■ 阅读短文 ■

6月15日周六,请把你的钱包留在家中,来参加家作坊第三期的献宝兑宝活动吧。这一天,来自北京每个角落的人都会聚到家作坊,来参加这个和钱无关的交换活动直至满意而归。
“献宝兑宝”活动是个和钱不相关的交换市集,由家作坊(艺术家社区空间)成员(包括北京有机农夫市集的发起者们)和Suvi(2012年3月Brandnu的交换活动组织者之一)共同组织。活动全天都安排有探讨可持续生活方式的工作坊及演说。

今年这第三期的“献宝兑宝”活动会:

  • 举办全天的交换市集
  • 组织种子换种子以及书换书
  • 安排以“可替代经济”为主题的演说及讨论

 

时间表:

1:30-2:15 —  “集资在中国”… 何峰,demohour公司的创始人主讲(中文)

2:30-3:15 — “北京的另类空间和价值”… 家作坊,艺术家群落空间和北京城市农民联盟创始人联合主持(中/英文)

■ 数据 ■
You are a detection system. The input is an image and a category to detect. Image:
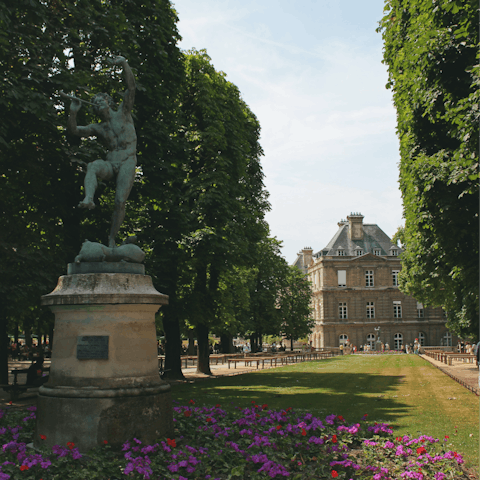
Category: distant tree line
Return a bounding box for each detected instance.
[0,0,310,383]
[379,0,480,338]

■ 练习任务 ■
1. 在关于献宝兑宝活动的短文里,1:30-2:15那场演说由谁主讲?
2. 请从关于献宝兑宝活动的短文最后一句之后接着写下去。

■ 各题答案 ■
1. 何峰,demohour公司的创始人。

2.
3:30-4:15 — “股东,利益相关者,和群落”… 傅强主持,北京外国语大学,IES北京中心驻地学者。目前在本大学讲授中国的环境,政府,市民社会和外交政策等课程。卡尔利斯Rokpelnis,民族大学民族生态学学生(中/英文)

4:30-5:15  —  “奇怪的经济:利用市场机制提高公平性和幸福”的优点和缺点,Raya Yampolsky致力于北京环境和国际事务交叉处的事业,探讨满足二十一世纪需求的系统性的解决方案。(英文)

 

想要来参加,您只需要把您不再需要的各种宝贝们在6月15日12点至晚6点期间带到家作坊,参加宝贝交换!不过你得小心哦,我们Waobao团队可是会对 您的宝贝们进行鉴定估“价”,甚至会决定拒收您太过破旧的宝贝们。我们也欢迎您来交换您的技能或是服务,比如说语言课、烹饪课什么的。所有宝物,先到先 得;特别棒的呢,我们会在18点开始拍“卖”!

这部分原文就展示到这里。